▶ ABOUT THIS EXERCISE
Please report, as a single number with no other text, how many lines of the listing contain "track".

▶ RECORDED DATA
- - - - - - -

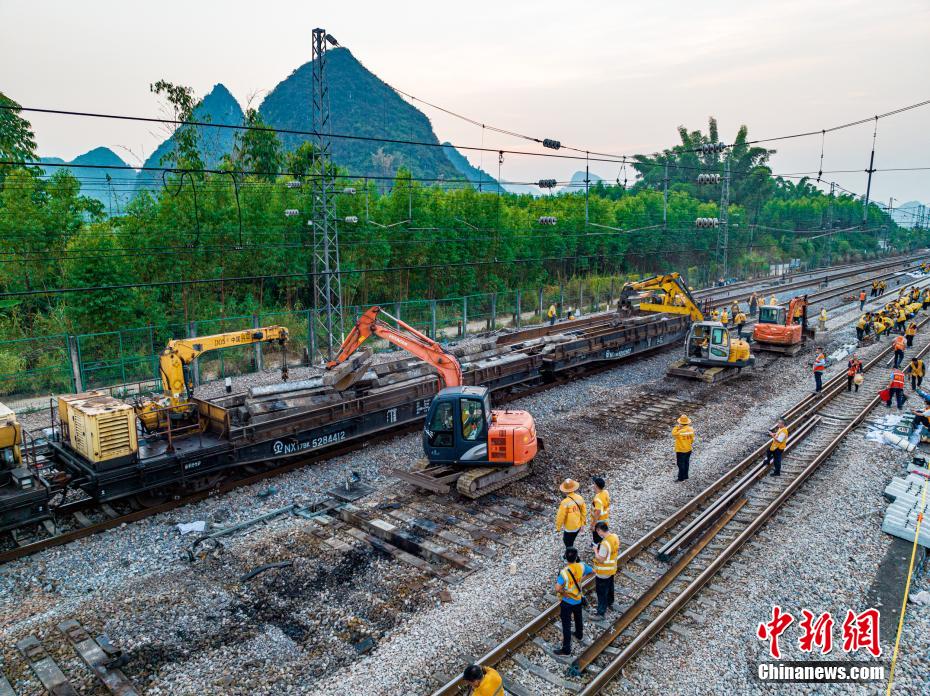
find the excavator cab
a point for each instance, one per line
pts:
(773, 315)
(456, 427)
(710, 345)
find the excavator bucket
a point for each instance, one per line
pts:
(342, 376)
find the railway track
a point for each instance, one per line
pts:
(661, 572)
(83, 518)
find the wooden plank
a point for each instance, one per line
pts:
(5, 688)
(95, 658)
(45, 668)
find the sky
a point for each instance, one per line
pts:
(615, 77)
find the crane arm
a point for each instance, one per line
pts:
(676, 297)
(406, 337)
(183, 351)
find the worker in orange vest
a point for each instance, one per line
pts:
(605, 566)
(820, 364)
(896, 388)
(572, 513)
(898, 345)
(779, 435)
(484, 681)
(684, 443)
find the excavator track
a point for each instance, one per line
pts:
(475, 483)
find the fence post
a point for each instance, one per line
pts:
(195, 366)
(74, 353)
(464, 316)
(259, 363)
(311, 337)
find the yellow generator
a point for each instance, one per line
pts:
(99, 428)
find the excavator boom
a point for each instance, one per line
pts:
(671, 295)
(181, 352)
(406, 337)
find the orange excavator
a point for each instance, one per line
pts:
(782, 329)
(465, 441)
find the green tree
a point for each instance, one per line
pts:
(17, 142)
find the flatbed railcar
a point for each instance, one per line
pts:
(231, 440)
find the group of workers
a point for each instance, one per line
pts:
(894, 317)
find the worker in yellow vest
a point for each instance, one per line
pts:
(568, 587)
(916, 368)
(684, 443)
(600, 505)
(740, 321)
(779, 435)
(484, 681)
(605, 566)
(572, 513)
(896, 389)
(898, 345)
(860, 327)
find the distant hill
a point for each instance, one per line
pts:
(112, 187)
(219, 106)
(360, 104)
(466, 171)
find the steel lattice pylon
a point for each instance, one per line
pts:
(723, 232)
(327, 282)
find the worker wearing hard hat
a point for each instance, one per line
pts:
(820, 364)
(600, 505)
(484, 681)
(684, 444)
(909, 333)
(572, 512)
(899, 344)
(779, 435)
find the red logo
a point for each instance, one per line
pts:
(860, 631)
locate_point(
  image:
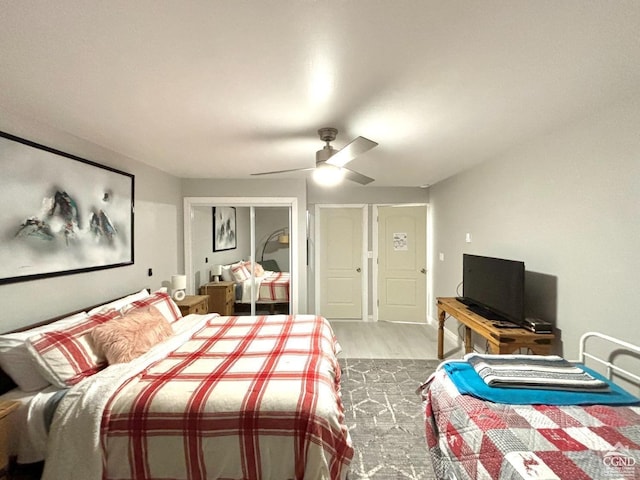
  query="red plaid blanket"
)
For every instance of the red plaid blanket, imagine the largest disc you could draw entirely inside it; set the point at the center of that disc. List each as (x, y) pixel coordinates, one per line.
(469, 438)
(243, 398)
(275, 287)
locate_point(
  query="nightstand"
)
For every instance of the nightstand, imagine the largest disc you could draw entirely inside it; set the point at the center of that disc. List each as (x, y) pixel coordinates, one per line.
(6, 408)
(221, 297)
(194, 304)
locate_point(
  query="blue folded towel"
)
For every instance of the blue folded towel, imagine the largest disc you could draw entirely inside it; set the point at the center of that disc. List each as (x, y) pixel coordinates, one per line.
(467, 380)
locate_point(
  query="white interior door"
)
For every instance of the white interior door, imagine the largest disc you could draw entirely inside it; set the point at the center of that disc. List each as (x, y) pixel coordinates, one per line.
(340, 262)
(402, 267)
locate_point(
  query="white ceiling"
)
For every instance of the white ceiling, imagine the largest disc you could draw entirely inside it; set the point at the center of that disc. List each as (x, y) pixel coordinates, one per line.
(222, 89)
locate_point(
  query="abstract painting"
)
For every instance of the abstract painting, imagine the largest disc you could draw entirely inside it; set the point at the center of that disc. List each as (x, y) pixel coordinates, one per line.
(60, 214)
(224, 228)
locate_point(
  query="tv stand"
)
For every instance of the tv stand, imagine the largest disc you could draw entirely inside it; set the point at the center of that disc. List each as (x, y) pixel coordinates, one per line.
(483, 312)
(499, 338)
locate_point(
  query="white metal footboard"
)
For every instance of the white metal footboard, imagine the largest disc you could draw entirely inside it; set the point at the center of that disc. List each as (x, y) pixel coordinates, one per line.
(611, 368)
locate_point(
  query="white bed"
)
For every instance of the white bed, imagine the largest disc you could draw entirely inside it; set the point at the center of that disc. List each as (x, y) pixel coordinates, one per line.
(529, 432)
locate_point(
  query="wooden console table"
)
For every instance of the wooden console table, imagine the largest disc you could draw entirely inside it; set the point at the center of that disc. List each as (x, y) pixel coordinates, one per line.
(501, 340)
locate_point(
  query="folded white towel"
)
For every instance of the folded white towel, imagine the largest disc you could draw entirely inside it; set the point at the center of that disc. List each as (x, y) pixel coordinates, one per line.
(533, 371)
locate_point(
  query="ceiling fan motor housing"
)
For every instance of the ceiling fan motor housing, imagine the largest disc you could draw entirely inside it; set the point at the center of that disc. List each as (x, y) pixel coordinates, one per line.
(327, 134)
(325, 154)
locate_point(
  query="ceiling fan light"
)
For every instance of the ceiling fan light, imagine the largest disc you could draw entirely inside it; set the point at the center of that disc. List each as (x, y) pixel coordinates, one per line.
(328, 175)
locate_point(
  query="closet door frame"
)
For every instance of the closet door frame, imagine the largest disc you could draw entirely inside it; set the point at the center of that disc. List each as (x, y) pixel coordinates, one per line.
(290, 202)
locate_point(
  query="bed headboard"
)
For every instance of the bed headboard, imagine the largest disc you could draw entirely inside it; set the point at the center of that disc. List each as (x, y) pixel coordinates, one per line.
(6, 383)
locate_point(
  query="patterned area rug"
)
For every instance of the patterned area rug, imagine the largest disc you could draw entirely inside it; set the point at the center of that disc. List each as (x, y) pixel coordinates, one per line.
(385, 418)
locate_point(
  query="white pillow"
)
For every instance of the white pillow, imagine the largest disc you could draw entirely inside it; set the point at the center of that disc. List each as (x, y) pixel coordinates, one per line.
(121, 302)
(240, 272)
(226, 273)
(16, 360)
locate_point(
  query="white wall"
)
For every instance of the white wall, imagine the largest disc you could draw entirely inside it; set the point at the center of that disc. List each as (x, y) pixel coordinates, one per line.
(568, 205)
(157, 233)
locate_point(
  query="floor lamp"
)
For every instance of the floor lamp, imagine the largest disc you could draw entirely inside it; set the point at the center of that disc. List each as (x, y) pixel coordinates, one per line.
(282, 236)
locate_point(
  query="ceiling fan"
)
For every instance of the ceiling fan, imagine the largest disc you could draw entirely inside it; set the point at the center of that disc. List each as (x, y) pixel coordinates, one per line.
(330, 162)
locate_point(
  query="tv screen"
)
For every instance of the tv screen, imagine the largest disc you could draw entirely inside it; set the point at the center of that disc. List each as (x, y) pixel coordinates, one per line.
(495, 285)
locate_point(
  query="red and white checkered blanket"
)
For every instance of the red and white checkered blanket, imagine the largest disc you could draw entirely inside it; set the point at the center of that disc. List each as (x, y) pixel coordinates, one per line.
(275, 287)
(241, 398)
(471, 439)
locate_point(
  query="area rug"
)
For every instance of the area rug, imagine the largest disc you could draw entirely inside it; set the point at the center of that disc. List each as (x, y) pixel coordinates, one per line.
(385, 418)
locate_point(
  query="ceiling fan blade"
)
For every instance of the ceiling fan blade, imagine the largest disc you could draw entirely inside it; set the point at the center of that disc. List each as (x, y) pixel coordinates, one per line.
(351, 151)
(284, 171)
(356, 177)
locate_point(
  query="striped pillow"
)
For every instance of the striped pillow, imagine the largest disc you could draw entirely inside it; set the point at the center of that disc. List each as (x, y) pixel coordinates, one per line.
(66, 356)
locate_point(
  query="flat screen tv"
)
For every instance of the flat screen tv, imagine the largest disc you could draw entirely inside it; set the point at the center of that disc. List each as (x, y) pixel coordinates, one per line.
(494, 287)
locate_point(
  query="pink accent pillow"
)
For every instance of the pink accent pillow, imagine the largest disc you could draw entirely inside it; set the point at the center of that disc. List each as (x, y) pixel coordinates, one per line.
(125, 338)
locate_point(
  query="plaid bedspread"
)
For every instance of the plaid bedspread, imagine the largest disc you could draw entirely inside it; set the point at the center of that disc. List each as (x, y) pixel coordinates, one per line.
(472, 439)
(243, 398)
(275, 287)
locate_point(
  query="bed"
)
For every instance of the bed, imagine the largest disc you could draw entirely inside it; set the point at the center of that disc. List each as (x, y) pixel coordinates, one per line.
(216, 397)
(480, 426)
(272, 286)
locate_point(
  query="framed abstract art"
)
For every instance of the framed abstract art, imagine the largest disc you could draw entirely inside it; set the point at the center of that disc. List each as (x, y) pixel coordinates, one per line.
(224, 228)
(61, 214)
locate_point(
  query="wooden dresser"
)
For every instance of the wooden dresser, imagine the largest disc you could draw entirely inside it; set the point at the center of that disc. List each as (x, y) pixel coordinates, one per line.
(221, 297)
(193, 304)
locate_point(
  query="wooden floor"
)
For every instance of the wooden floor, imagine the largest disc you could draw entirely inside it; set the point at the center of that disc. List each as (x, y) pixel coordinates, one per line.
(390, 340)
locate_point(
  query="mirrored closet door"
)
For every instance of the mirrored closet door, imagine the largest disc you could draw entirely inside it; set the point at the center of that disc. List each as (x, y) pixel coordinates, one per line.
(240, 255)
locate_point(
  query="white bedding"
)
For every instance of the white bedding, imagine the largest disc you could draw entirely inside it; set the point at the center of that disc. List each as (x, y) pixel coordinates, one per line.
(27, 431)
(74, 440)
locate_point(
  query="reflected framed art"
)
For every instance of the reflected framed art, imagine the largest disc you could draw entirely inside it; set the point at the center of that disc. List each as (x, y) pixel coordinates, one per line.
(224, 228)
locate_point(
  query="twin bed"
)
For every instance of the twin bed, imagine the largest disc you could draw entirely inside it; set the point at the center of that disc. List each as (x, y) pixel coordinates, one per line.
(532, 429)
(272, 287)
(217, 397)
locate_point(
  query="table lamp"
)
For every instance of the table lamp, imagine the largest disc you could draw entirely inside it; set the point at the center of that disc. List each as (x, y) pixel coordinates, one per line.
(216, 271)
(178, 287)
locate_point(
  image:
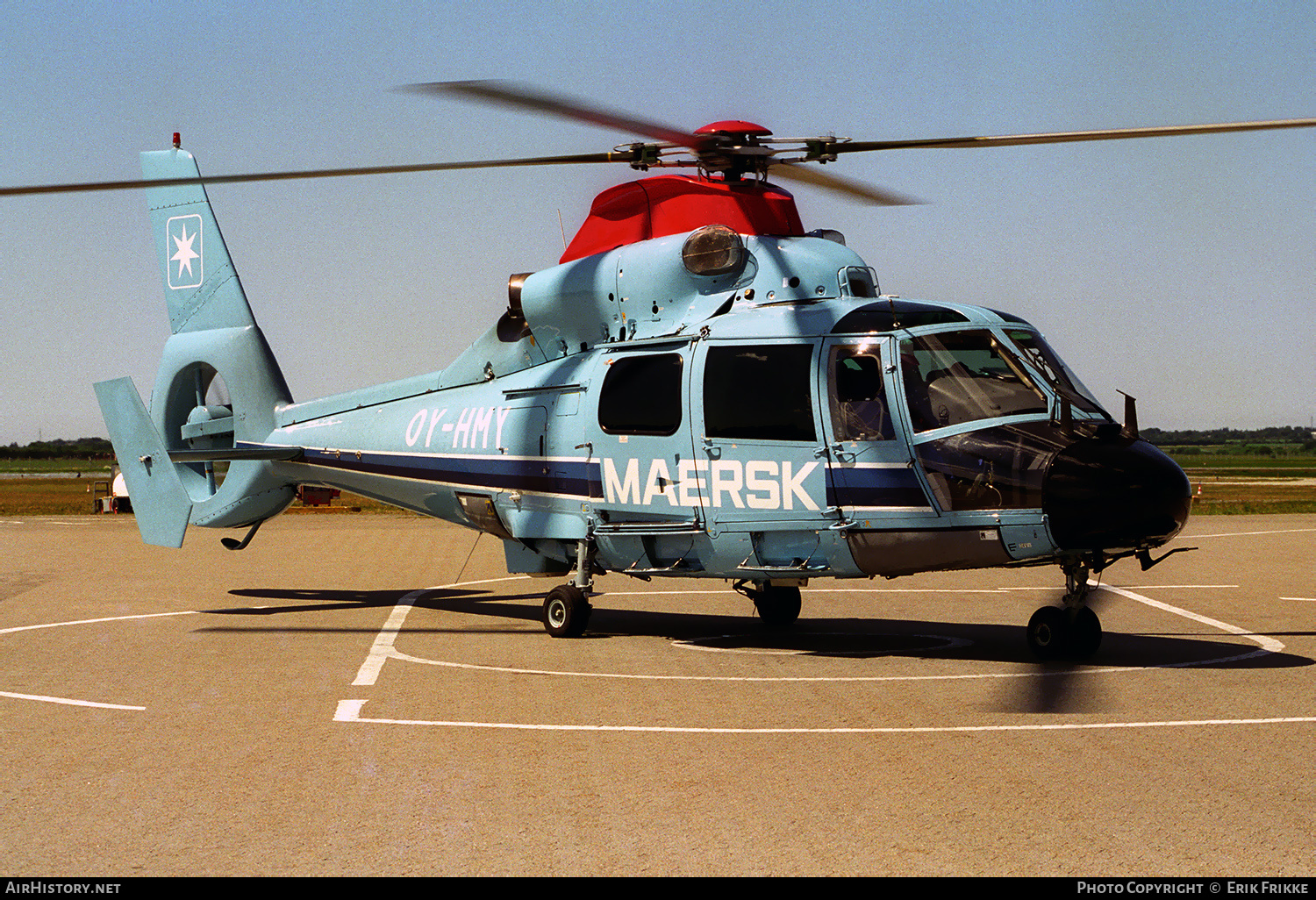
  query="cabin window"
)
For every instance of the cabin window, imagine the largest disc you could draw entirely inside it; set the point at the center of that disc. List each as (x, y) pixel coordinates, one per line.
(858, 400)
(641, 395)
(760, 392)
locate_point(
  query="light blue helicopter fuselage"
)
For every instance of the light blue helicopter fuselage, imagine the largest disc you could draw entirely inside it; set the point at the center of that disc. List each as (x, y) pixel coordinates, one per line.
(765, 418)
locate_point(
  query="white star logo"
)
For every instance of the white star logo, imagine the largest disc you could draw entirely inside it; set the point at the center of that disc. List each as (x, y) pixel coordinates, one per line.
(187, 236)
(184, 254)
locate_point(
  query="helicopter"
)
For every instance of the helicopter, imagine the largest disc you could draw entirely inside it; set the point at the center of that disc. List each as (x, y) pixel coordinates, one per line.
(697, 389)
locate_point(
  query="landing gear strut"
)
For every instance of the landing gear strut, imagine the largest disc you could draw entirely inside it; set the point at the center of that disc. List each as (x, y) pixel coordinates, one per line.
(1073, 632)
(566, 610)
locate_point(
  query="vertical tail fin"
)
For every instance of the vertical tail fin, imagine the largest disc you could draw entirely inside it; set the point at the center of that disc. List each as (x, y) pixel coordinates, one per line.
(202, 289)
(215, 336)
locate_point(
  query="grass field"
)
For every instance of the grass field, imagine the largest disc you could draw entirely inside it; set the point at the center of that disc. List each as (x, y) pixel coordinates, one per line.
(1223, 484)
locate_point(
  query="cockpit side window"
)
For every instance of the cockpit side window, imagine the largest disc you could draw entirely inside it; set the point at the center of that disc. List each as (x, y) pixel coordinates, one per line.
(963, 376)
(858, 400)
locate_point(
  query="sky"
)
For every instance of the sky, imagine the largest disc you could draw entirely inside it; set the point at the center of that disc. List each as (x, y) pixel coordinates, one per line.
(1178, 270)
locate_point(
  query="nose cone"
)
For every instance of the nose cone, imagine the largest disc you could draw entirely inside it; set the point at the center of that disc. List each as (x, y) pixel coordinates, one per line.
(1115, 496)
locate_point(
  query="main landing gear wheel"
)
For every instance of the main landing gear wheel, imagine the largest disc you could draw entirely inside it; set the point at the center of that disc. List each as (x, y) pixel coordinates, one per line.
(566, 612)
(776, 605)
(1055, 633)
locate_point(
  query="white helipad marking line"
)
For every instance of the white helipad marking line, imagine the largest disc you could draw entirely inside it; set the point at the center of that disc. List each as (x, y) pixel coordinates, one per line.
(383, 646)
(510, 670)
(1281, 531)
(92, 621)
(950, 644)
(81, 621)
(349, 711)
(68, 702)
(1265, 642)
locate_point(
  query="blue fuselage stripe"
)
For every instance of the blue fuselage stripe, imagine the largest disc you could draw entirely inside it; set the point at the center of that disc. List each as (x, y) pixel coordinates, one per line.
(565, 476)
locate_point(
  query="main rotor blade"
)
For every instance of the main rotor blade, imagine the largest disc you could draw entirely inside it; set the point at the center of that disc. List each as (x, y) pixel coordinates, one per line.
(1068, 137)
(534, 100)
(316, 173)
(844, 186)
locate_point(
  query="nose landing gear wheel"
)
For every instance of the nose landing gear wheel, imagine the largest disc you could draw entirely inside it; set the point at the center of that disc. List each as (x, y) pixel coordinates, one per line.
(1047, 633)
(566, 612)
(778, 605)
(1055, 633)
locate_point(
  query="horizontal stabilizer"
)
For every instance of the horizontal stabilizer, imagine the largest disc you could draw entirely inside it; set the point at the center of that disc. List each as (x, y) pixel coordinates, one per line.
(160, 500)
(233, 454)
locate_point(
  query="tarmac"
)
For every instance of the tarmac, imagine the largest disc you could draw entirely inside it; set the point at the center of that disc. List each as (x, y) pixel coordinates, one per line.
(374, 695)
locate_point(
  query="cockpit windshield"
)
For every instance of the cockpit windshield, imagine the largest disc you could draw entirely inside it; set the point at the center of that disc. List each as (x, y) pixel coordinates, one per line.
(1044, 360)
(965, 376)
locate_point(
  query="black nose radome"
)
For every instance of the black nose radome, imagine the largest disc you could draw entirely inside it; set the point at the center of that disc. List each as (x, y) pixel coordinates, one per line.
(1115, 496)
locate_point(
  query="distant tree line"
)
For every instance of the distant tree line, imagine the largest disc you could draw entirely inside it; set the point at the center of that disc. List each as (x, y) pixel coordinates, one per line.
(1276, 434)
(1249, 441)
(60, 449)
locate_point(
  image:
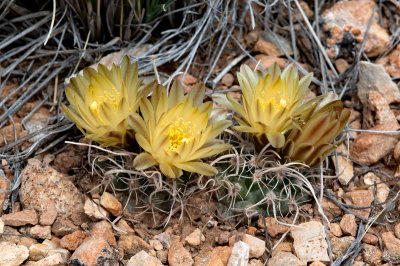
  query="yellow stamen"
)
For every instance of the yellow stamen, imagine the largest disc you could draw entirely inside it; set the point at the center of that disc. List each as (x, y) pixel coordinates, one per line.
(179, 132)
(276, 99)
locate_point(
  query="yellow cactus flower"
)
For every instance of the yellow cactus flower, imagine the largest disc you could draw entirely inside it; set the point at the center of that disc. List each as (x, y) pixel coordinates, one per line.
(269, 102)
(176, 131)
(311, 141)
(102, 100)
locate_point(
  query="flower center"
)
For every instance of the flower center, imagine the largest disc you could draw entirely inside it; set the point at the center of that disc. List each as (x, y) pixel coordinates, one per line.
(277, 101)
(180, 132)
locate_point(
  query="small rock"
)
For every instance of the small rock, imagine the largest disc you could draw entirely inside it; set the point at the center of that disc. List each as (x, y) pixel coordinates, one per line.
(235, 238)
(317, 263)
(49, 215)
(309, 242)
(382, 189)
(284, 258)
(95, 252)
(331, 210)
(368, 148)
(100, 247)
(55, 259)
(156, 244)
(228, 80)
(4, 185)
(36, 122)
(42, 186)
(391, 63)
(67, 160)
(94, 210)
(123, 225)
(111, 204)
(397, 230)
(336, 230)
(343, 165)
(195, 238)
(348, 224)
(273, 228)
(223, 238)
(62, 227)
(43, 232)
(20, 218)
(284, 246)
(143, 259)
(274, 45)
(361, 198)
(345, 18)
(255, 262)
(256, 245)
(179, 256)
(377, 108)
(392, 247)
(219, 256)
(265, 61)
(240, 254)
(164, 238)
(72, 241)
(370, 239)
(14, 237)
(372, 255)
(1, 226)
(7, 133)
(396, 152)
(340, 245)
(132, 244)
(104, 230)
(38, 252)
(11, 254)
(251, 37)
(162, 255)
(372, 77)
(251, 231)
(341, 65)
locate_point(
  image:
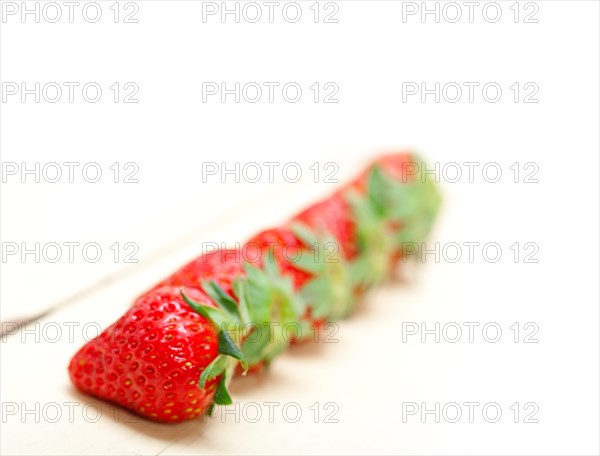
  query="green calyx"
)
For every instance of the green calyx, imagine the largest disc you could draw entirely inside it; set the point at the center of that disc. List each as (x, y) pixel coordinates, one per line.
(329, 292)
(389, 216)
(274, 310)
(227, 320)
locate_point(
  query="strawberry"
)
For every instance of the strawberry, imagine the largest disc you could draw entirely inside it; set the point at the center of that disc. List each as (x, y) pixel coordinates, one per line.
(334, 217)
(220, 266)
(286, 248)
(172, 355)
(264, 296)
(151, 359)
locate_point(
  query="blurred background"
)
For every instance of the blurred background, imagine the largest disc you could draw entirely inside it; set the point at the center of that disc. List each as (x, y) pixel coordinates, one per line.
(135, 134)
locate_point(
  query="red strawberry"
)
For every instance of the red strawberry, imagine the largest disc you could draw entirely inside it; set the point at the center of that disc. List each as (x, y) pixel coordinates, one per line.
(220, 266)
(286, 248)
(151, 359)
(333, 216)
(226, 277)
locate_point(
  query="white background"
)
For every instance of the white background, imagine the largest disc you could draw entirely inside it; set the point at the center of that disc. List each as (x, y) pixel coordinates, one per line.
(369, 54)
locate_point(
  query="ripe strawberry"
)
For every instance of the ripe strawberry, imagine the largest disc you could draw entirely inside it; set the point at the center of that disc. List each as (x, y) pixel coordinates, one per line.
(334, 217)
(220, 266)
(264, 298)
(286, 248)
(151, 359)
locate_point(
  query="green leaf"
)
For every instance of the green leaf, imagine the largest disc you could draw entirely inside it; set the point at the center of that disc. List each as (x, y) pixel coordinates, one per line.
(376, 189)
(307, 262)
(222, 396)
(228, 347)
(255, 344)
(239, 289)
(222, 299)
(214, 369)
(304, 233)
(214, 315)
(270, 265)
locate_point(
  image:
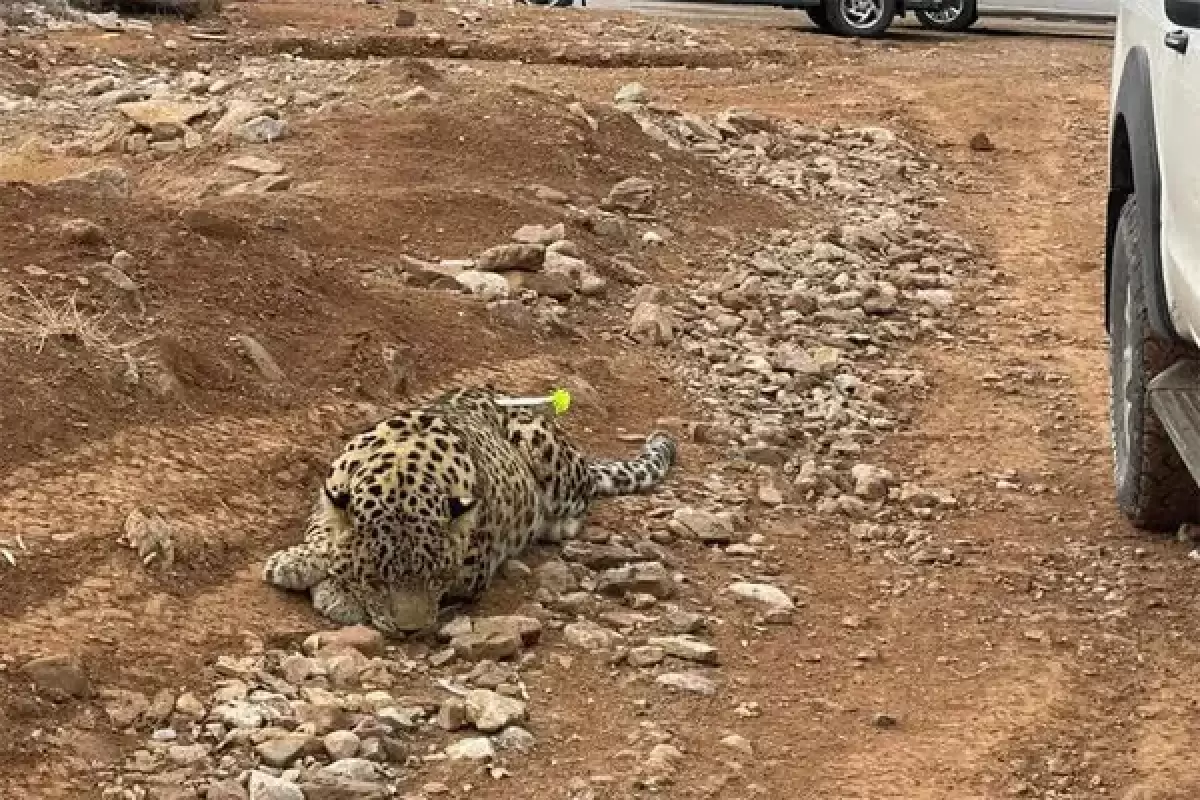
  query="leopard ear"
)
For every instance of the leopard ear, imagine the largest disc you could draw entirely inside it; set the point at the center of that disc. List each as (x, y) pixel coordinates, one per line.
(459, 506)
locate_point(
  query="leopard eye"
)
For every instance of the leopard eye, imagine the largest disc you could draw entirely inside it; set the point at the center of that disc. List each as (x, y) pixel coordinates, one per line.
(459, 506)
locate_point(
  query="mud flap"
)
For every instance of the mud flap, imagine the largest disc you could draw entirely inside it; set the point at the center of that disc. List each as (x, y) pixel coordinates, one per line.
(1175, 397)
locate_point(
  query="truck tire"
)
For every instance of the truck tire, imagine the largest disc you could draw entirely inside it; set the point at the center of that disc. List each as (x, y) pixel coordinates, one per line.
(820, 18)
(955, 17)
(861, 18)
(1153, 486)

- - - - - - -

▶ RESPONSE AREA
2